■ **What you have to do**:
Reproduce the records without their pictures, keeping every word as it is.

■ **Data provided**:
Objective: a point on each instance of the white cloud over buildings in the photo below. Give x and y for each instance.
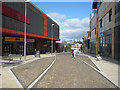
(71, 28)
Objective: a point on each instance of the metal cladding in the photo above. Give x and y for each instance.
(38, 23)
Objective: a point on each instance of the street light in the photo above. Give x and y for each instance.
(52, 38)
(25, 29)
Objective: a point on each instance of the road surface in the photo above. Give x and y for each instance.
(68, 72)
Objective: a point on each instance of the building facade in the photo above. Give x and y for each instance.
(40, 30)
(86, 43)
(104, 27)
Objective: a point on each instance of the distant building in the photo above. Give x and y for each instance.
(86, 43)
(105, 29)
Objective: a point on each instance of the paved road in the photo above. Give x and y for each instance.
(28, 72)
(71, 73)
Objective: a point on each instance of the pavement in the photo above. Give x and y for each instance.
(68, 72)
(7, 79)
(108, 66)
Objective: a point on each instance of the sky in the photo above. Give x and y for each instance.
(72, 17)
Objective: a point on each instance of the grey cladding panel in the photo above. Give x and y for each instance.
(36, 18)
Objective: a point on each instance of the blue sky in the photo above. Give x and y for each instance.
(73, 17)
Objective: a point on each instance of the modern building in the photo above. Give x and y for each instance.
(105, 29)
(86, 43)
(41, 29)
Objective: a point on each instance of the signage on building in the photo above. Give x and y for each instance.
(101, 34)
(17, 39)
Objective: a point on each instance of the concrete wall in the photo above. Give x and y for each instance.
(36, 18)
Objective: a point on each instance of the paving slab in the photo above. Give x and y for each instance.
(68, 72)
(109, 67)
(87, 60)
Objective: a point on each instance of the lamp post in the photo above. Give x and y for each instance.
(25, 29)
(52, 38)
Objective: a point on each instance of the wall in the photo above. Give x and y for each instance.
(36, 20)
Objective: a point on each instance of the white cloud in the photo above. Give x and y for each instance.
(74, 28)
(76, 23)
(56, 16)
(71, 28)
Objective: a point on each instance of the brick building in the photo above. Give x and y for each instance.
(105, 28)
(39, 27)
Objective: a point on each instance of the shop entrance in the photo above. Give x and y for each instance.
(15, 45)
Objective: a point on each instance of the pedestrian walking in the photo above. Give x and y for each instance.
(72, 53)
(99, 56)
(35, 53)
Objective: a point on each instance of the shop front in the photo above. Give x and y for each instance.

■ **Result**:
Objective: a point on each instance of the white cloud over buildings in the photo below. Give x and y for each instance.
(71, 28)
Objective: a point on each instance of the metal cladding in the photo above. Give x and y for each instance.
(38, 23)
Objective: a point on each instance of the street light in the photo above. Give x and y for each instance.
(52, 38)
(25, 29)
Objective: a point on each instance of the road surface in the photo above. Give x and y for each instance.
(68, 72)
Objective: a point on each instance of the building facade in the photo above. Give x and y for each instance.
(40, 30)
(86, 43)
(104, 27)
Objective: a point on each instance of the distant building in the photo above. Give x and y for each instance.
(86, 43)
(105, 29)
Objective: a point on each instance of the paved road in the photo above. Give x and y for each instance.
(28, 72)
(71, 73)
Objective: a point on each instance of the pavement in the photo above. Give x and y for each instance.
(68, 72)
(7, 79)
(108, 66)
Objective: a point on each instance of the sky in the photo above. Give x and y for each instance.
(72, 17)
Objective: a point on each instance of the grey cladding panel in the photo above. Give x and y for each instance.
(36, 18)
Objective: a point on each instance of the blue sky in the photo above. Give x and y for each instance.
(73, 17)
Objective: a point on each instance of the modern building in the photo above. Give x and y for each instance.
(105, 29)
(86, 43)
(41, 29)
Objective: a point on each instance of the signage on building in the photo above. Give x and y for each instance.
(101, 34)
(17, 39)
Objective: a point on each instance of the concrete wall in the photo above. Give x and y for each instance.
(36, 18)
Objective: a point on each instance of the paving slab in the photo above. Give x and y for each instance.
(68, 72)
(109, 67)
(87, 60)
Objective: a point on each instance of the lamp post in the photo above. Give x and y for each instance.
(25, 29)
(52, 38)
Objective: a point on each instance of the wall in the photo above. Give x and y for each instance.
(36, 20)
Objective: a point on each instance of the white cloud in the photo above. Give x and y for each instance.
(74, 28)
(76, 23)
(56, 16)
(71, 28)
Objective: a point on each instance of the brick building in the photo above. Give x and y for each instance.
(105, 28)
(39, 27)
Objective: a point on each instance of the shop entrance in the photo above. Give x and y for each instance.
(15, 45)
Objective: a point on each instance of the pedestrian walking in the photo above. Give x and y for each instance.
(72, 53)
(99, 56)
(35, 53)
Objective: a point on each instance of the shop front in the photo above. Give x and y for each instance.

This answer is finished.